* WORK REQUIRED:
Take the material below from its first line through the line containing "spot the sponsor" and, please, write those lines again exactly.

START RECORDS FOR PROCESSING

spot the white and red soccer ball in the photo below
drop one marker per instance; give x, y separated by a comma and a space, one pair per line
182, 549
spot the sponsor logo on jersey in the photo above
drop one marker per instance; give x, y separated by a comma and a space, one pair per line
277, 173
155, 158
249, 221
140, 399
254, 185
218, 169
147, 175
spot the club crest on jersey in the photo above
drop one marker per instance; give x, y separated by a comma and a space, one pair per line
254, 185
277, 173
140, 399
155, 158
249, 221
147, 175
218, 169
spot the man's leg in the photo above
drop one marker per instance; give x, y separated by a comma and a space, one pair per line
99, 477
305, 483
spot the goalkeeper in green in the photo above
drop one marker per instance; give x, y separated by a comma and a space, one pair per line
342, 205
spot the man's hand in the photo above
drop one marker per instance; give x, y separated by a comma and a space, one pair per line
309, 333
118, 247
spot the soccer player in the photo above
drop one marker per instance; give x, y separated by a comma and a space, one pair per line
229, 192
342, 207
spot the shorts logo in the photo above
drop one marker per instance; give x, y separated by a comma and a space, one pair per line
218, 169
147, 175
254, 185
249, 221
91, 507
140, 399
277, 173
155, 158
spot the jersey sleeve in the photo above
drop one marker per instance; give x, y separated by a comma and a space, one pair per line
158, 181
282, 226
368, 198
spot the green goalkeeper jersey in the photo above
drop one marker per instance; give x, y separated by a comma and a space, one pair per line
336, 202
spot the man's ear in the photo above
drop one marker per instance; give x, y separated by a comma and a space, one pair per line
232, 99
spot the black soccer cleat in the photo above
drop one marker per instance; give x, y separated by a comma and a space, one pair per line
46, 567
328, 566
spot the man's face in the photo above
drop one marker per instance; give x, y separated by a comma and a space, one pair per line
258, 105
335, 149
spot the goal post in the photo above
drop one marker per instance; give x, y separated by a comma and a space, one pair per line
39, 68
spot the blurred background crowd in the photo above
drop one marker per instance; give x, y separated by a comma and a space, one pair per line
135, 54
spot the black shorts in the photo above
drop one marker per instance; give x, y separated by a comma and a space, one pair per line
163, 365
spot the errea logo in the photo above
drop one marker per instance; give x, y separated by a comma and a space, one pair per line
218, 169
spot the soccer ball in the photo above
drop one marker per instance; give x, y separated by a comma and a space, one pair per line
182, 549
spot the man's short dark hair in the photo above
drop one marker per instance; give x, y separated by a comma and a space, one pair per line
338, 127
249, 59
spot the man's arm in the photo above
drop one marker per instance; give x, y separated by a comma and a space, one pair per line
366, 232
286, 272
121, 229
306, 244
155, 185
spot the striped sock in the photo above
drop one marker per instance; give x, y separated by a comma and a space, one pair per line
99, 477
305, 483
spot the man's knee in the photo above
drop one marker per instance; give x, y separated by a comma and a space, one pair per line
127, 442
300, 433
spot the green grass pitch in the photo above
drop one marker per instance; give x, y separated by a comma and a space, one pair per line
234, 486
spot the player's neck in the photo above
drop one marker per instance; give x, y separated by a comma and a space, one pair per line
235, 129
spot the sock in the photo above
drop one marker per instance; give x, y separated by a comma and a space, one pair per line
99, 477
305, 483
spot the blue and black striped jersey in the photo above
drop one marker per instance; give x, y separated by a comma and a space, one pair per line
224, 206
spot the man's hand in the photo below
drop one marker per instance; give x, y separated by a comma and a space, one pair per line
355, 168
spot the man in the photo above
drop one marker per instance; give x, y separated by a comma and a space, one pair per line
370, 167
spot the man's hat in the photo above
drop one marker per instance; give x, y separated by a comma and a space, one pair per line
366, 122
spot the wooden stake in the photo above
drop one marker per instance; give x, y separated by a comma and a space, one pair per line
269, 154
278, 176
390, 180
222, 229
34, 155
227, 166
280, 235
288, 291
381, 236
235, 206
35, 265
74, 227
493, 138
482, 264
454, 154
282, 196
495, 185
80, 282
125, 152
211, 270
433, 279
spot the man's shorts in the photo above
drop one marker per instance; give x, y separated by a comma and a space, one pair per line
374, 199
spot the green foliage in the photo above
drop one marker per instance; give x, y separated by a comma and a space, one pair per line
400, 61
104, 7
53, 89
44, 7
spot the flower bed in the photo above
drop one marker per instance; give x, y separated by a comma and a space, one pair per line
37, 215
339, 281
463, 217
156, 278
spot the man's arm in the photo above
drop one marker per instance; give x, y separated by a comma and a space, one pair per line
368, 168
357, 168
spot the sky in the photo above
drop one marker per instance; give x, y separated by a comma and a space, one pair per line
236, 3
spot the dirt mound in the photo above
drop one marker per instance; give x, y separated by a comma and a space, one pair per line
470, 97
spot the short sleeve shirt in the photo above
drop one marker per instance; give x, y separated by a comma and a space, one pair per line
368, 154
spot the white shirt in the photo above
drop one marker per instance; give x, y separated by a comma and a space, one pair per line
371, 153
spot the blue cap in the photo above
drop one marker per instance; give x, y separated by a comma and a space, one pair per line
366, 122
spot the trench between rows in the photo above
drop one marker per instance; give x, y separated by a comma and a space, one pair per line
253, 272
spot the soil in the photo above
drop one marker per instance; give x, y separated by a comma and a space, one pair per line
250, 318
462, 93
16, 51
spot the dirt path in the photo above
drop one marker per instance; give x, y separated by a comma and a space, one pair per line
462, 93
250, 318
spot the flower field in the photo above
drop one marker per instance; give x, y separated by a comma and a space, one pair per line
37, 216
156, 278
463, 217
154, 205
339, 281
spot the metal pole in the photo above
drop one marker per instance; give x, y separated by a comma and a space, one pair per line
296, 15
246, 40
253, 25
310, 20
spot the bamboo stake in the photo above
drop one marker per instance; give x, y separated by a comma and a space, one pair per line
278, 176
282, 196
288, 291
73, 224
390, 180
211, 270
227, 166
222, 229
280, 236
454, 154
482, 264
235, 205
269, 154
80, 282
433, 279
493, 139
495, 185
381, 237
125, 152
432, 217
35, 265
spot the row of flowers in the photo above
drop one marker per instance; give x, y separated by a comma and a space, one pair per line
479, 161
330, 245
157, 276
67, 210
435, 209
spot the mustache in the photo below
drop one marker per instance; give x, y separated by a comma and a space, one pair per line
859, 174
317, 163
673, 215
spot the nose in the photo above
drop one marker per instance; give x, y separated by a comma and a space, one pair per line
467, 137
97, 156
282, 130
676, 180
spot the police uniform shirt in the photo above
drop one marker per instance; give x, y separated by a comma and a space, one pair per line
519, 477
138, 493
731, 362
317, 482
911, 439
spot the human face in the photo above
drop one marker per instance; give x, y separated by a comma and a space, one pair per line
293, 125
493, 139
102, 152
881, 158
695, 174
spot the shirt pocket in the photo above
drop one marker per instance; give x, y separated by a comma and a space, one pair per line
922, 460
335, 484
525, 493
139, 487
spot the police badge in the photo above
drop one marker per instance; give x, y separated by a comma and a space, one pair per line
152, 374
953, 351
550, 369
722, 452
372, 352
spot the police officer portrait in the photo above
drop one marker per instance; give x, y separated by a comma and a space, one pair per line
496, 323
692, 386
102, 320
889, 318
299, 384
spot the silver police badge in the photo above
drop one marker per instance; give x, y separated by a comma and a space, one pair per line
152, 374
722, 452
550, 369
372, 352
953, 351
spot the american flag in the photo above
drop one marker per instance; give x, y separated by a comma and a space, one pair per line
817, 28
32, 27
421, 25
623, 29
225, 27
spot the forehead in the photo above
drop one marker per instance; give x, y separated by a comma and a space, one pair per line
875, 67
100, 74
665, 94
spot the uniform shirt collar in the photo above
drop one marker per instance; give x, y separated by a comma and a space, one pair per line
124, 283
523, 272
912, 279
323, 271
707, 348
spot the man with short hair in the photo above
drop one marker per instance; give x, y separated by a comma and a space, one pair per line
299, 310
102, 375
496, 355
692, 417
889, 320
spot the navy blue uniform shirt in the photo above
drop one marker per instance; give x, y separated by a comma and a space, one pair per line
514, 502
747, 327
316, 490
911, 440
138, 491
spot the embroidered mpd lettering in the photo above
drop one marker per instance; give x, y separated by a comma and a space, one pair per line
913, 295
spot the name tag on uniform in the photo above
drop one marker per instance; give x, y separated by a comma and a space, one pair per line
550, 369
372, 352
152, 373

END RECORDS FOR PROCESSING

* RESPONSE AREA:
spot the white and red soccer ball in the photo below
drop one marker per instance; give x, y separated by a comma and a space, one pair per line
182, 549
spot the sponsor logo on jersey in the photo above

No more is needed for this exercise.